Selected passage:
After the loop finishes, the hydrogen positions for all of the water molecules are built using HBUILD. This positions the hydrogens in their ideal locations, given the parameters for the water molecule and the forces from other molecules in the system. The spacing between dimers is sufficient that no interactions with neighbor dimers are included in the energy. Finally, the system is minimized, heated, equilibrated, and simulated. At the end, the coordinates (both CHARMM and PDB format) and PSF files are written for the post-analysis and visualization.

Question 2: What is the force constant k (the umbrella potential defined as U(ξ) = k (ξ – ξ0)^2 ) during minimization?

Question 3: If you want to do some more samples, say 5.0-5.5 angstrom with an increment of 0.1 angstrom, what changes would you make?

As we warned, there are several #########’s in the script. These are the parts of our stream file you need to contribute. Your job is to select the two oxygens in the ASSIGN commands and finish the rest of the dynamics commands. The molecular dynamics simulation should do 0.5 picoseconds of heating, 0.5 picoseconds of equilibration and 1 picosecond of simulation. I want you to create 500 frames in the “simul.dcd” file. This is going to be a nice test of your understanding of those awesome DYNA keywords (dynamc.doc).

Notice, we are sampling the whole reaction coordinate with equal spacing, and we are using the same constraint strength all the way through. This is OK for the purpose of this lab. But for a real project, one might have to explore different constraint strengths and sampling spacings for different regions. Of course you are very welcome to change those parameters and explore whether you can get better results.

Work on those #########s, replace them with correct codes, save the final stream file as “ww.str” and attach it with your report to the T.A. at the end of the lab.

If you are on Marylou, edit the batch.submit script to include proper input file name and then execute ww.str using sbatch batch.submit. You can check the end of the log file to see if it’s done, using the command tail -n 40 [log filename]

OK, you are now creating a DCD files with the dynamics for 57 independent water pairs, some RST files and a log file. We need the DCD files for post analysis but not the RST and log files. So remove them after you finish correcting your stream file with the rm *.rst command.

Using the rm command in conjunction with the wildcard (*) is very unforgiving. *.rst refers to all files ending in “.rst”. If you use the * by itself, it will refer to every file in your directory! When you remove a file in Linux, the file is gone!

4. Post-simulation Analysis

The DCD file you just created contains 500 simulation frames, each with 57 dimers at 100 Å separations. The stream file “rww.str_SKELETON” is designed to read the dcd file and output the average O-O distance (which is our ξ) for each dimer to the log file. Read the “rww.str_SKELETON” file. The only thing you need to do in order to change this skeleton into your “rww.str” is to identify the boundaries of the one loop in the file, so that you are clear on the flow of the routine, just like what you did with ww.str_SKELETON.

Material provided:
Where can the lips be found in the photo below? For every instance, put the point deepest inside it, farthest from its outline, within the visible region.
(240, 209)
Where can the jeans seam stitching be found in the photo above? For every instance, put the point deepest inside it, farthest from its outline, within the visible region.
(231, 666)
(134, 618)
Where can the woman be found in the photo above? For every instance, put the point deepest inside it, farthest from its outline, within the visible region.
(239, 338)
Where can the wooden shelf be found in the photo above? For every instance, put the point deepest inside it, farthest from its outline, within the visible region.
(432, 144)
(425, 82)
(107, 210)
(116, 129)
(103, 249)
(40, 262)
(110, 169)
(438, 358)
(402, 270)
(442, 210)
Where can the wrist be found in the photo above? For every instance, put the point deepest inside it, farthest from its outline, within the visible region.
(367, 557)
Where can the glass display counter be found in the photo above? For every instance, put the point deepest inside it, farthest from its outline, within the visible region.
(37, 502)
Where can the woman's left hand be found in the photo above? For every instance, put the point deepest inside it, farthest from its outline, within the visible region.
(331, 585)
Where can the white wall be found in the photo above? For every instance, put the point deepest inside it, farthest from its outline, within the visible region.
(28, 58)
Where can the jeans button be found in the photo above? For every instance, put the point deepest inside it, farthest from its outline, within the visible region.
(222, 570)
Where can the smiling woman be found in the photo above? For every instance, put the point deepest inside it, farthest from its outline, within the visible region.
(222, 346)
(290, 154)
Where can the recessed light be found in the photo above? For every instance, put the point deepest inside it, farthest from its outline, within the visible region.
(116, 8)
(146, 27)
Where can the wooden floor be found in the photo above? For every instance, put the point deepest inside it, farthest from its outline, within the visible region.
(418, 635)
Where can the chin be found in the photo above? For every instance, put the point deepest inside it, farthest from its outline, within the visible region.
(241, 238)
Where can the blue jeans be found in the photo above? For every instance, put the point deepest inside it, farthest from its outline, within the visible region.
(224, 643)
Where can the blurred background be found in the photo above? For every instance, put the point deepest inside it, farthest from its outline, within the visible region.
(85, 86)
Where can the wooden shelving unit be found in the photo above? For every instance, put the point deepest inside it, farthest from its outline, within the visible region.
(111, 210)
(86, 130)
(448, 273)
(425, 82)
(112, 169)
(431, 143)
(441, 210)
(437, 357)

Stated problem 1:
The lab passage on water dimer simulations sets how long each phase of the molecular dynamics run should last. List each phase with its length.
Stated problem 2:
From the lab passage on water dimer simulations, return word for word the stretch from "Notice, we are" up to and including "get better results.".

Answer 1:
- Heating: 0.5 picoseconds
- Equilibration: 0.5 picoseconds
- Simulation: 1 picosecond

Answer 2:
Notice, we are sampling the whole reaction coordinate with equal spacing, and we are using the same constraint strength all the way through. This is OK for the purpose of this lab. But for a real project, one might have to explore different constraint strengths and sampling spacings for different regions. Of course you are very welcome to change those parameters and explore whether you can get better results.